▶ [Aim of the exercise]: Transcribe, exactly as they appear, only the lines from the one holding "Target: blue sky" through the end of the entries below.

_____

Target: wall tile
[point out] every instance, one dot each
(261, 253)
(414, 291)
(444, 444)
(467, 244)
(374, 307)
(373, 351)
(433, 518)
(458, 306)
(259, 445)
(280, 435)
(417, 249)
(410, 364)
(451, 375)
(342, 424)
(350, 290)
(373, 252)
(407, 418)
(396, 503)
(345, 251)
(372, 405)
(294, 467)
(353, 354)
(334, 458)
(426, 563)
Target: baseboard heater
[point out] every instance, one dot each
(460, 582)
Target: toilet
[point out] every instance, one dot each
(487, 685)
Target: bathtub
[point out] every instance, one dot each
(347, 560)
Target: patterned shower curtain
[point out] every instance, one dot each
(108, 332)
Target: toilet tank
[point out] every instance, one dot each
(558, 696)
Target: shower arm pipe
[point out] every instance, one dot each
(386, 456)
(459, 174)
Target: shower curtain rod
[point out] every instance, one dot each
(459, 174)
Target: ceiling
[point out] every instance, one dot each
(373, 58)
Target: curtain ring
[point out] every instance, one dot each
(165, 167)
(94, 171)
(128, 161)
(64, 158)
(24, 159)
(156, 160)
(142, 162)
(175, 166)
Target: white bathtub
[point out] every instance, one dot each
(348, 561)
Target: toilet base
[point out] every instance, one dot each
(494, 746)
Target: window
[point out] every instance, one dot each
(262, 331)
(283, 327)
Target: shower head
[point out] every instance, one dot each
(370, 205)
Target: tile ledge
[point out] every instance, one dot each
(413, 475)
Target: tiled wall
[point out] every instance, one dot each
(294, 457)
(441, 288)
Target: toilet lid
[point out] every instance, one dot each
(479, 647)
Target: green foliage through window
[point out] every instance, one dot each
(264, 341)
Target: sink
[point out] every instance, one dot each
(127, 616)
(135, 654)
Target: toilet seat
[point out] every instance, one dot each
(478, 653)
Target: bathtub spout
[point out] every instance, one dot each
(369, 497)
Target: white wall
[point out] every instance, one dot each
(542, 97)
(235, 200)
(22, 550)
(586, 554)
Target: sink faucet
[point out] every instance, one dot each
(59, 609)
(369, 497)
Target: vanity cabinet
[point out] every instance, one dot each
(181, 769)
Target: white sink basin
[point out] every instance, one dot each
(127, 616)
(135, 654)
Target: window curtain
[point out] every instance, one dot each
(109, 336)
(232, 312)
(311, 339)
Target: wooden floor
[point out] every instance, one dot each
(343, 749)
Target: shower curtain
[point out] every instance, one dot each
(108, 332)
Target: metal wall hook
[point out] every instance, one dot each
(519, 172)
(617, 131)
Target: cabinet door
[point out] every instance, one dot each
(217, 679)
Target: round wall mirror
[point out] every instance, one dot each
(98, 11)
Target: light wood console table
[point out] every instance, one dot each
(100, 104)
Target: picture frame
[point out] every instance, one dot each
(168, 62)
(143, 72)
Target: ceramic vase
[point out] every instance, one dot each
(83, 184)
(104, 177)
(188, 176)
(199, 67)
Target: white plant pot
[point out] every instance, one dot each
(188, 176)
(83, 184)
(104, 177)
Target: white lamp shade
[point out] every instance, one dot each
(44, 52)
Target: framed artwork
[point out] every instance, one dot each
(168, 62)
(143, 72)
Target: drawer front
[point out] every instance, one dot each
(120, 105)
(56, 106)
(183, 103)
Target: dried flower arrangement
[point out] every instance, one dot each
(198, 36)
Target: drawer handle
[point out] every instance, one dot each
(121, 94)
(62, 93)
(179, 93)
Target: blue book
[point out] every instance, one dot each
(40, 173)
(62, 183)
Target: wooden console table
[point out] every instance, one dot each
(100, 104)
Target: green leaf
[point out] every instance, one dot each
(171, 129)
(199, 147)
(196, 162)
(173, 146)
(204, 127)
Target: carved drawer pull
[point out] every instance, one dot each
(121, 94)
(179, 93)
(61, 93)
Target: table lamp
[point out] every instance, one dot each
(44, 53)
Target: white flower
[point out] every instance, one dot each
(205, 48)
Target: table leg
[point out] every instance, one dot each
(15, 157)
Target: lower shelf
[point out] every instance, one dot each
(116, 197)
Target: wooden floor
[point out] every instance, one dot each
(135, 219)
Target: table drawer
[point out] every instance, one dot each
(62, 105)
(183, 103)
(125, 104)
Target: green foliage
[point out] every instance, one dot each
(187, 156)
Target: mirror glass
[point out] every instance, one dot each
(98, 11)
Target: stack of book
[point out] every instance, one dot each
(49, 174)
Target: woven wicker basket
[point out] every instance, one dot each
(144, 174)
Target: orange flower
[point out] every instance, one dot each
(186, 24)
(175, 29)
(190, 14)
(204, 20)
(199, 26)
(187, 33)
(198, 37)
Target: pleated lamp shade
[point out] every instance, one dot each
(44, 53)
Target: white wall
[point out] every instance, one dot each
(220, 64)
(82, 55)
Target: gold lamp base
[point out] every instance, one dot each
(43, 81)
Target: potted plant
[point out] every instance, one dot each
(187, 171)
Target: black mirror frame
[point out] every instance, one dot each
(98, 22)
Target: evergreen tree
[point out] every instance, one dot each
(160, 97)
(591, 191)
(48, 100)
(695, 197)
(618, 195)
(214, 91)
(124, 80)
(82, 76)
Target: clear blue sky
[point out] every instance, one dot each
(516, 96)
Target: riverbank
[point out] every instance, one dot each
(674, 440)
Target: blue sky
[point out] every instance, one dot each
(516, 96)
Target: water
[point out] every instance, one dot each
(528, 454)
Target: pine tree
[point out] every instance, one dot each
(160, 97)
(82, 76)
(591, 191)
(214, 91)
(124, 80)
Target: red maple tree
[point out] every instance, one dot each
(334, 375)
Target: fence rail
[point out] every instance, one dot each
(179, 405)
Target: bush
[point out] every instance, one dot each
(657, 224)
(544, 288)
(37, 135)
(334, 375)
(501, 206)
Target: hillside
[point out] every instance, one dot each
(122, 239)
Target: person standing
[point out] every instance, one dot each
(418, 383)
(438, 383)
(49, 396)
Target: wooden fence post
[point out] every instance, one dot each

_____

▶ [Written response]:
Target: blue sky
[point out] every instance, one dot each
(516, 96)
Target: water
[point out] every instance, one dot each
(528, 454)
Target: pine tree
[point out] every instance, one dot each
(160, 97)
(82, 76)
(591, 191)
(214, 91)
(124, 80)
Target: red maple tree
[point out] every instance, one dot each
(334, 375)
Target: fence rail
[point out] every instance, one dot each
(179, 405)
Target: bush
[point out] every instance, one dot each
(657, 224)
(544, 288)
(37, 135)
(334, 375)
(501, 206)
Target: hillside
[point out] every instance, one dot each
(122, 239)
Target: person standing
[point out] every instance, one dot each
(418, 383)
(438, 383)
(49, 396)
Target: wooden fence post
[point out] every instance, one dot each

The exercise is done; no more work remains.